ACTIONS TO TAKE -
1. In one to three sentences, explain what the article on Ngozi Okonjo-Iweala's appointment as WTO Director-General says makes her appointment a first.
2. Continue the article on Ngozi Okonjo-Iweala's appointment to lead the WTO from its last sentence.

SELECTED PASSAGE -

+++++

Ngozi Okonjo-Iweala (Director General, WTO) |
The World Trade Organization has
appointed Ngozi Okonjo-Iweala as its new Director-General, making her the
first woman and first African to hold the role. Dr Okonzo-Ijeawala served as
Nigeria's finance minister and worked for 25 years as a specialist in development
economics at the World Bank. She says she can be a "clear set of
eyes" for the global trade body.
On Monday, the WTO’s 164 members
unanimously selected the 66-year-old development economist to serve a four-year
term as director general. Okonjo-Iweala will take over the institution, with
its budget of $220m and staff of 650, at a critical time.
After
four years of bruising battles between Washington and Beijing over
protectionist tariffs and import quotas that badly damaged global trade,
Okonjo-Iweala is expected to set about bridging a growing divide between the
administrations running the world’s first and second largest economies.

+++++

INPUT DATA -

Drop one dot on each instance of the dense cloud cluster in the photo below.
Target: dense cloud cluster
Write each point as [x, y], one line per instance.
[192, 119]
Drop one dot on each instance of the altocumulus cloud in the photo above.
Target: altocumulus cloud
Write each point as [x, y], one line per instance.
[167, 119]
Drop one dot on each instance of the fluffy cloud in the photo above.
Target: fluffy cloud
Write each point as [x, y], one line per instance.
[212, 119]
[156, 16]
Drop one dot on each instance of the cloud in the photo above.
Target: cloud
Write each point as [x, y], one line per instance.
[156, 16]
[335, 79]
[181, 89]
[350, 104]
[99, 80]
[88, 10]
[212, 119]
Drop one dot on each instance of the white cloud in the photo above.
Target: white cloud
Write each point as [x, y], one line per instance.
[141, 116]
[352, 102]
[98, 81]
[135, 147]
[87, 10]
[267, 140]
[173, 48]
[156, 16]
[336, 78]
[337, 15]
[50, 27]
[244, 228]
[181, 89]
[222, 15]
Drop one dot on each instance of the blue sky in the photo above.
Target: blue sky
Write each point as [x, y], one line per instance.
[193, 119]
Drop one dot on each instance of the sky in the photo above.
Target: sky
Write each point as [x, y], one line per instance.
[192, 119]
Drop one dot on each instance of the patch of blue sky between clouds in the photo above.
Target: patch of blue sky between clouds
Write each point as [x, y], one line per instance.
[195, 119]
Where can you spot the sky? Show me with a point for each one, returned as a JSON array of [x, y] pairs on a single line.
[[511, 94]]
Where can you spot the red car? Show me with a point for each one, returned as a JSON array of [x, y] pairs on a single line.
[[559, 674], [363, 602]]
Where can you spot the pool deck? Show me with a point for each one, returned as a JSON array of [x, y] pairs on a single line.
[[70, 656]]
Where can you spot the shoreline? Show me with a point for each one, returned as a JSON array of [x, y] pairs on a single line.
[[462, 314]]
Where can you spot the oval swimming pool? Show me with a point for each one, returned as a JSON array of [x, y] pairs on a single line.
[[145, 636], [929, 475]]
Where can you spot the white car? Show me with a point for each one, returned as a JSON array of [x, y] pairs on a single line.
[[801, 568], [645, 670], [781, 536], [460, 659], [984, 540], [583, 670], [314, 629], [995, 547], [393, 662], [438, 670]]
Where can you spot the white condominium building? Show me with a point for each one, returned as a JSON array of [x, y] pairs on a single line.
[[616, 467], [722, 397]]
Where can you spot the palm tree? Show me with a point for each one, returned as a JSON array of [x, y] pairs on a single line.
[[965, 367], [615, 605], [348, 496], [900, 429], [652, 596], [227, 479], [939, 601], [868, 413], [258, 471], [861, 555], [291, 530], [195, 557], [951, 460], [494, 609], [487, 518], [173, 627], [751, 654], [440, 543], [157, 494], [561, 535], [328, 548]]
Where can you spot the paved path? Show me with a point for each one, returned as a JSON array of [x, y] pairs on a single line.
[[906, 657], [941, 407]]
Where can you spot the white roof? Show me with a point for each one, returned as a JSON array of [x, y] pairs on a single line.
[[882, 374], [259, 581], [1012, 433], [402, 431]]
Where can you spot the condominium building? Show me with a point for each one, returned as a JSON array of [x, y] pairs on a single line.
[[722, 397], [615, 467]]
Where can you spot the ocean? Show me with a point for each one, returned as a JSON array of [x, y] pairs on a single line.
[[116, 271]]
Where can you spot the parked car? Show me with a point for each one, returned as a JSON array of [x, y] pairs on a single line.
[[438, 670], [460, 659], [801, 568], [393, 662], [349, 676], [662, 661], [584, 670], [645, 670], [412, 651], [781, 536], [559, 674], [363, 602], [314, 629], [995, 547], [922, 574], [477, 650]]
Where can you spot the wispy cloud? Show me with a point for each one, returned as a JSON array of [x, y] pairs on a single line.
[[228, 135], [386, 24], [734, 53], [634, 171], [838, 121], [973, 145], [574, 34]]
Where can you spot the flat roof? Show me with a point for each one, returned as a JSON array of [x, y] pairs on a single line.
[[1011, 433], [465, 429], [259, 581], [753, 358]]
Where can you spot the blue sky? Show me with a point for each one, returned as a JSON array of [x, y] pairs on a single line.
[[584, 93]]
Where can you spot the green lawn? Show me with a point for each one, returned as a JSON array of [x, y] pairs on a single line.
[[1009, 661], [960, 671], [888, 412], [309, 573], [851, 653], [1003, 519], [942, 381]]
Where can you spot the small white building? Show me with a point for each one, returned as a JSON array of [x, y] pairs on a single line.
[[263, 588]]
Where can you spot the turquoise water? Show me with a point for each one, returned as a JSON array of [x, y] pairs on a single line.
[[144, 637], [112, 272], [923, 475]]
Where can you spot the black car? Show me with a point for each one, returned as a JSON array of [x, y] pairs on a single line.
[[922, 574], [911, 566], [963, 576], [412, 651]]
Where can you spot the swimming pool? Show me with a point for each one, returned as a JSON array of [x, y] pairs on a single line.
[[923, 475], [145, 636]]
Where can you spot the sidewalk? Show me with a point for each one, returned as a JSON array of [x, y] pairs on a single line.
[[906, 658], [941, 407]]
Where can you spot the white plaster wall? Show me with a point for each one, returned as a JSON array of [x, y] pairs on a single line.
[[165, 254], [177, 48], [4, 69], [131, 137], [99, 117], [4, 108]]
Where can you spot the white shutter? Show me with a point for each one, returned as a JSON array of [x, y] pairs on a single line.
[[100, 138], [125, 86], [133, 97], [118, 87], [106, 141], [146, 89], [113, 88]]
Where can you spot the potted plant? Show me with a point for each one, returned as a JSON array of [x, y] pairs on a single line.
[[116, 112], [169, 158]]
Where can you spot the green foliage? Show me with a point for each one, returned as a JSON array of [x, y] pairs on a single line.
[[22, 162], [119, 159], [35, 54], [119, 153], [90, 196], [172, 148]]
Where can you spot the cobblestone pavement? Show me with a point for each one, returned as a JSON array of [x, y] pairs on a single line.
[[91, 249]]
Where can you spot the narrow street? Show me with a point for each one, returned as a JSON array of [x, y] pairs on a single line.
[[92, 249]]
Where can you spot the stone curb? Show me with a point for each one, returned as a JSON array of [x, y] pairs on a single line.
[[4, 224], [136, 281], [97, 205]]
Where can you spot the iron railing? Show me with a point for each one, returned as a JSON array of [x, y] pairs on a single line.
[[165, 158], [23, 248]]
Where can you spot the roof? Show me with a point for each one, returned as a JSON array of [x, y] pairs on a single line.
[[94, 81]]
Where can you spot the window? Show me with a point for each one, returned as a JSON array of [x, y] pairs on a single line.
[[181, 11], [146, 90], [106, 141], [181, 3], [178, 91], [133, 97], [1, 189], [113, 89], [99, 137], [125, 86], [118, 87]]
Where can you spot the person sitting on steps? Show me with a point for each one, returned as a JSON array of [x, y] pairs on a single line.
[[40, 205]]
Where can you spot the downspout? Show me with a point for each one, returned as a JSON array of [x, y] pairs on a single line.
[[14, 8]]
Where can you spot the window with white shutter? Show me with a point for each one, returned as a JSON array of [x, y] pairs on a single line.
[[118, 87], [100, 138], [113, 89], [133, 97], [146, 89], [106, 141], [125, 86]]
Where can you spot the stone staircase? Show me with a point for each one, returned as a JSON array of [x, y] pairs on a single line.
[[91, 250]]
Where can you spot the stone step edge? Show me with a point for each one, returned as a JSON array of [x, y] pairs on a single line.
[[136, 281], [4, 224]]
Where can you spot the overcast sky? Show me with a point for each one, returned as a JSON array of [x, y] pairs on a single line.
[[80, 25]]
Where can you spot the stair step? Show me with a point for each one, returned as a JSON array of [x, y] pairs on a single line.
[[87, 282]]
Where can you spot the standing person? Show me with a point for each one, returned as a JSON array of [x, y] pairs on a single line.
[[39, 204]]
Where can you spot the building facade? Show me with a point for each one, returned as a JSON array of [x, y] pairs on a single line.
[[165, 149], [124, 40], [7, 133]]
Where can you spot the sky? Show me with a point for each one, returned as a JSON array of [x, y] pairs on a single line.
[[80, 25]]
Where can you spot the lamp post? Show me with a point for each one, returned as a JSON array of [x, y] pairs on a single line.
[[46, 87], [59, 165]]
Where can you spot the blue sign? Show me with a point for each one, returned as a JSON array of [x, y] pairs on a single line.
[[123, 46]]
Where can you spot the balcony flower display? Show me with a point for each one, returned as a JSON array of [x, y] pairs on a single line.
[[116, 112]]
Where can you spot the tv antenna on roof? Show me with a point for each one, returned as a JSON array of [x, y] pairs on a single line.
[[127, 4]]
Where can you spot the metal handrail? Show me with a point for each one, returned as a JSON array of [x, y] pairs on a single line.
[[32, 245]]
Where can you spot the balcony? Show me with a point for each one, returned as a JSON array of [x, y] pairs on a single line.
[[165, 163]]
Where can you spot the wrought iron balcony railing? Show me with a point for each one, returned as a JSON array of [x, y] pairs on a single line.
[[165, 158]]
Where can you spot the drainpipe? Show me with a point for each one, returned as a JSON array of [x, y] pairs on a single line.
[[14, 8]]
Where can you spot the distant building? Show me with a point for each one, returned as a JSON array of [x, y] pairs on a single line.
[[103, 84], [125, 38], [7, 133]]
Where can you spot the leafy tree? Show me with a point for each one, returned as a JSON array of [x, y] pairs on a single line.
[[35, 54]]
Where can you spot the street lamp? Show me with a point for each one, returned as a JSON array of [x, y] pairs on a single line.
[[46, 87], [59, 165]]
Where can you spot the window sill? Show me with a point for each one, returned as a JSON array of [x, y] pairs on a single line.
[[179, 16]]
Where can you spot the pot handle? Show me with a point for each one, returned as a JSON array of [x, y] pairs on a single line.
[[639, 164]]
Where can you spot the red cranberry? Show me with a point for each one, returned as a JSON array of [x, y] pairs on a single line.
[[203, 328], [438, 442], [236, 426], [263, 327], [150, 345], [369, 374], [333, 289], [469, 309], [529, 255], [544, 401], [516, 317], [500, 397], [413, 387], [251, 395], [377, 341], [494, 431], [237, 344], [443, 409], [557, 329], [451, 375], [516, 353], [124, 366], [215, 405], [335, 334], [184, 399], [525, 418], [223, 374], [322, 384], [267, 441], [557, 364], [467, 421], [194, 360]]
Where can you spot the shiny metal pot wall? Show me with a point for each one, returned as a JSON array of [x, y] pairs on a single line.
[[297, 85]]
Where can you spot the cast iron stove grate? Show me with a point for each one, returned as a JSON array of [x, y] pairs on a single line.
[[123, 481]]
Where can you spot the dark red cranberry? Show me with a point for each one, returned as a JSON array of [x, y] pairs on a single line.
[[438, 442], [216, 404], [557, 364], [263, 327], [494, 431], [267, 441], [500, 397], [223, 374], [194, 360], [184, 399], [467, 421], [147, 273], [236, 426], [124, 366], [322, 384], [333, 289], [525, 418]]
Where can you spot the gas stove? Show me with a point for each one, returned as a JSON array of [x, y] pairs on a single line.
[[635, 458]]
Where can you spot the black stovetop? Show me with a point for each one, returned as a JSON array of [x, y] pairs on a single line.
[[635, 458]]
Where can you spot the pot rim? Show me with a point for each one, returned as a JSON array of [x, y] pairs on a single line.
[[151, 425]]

+++++

RESULTS FOR EACH TASK -
1. Her appointment makes her the first woman and the first African to hold the role of Director-General of the World Trade Organization.

2.
Speaking
after her appointment, Okonjo-Iweala said her top priority was to ensure the
WTO does more to address the coronavirus pandemic, saying members should
accelerate efforts to lift export restrictions slowing trade in needed
medicines and supplies, and warned of the danger posed by “vaccine
nationalism”.
“No one
is safe until everyone is safe,” she told Reuters. “Vaccine nationalism at this
time just will not pay, because the variants are coming. If other countries are
not immunised, it will just be a blow-back. It’s unconscionable that people will
be dying elsewhere, waiting in a queue, when we have the technology.”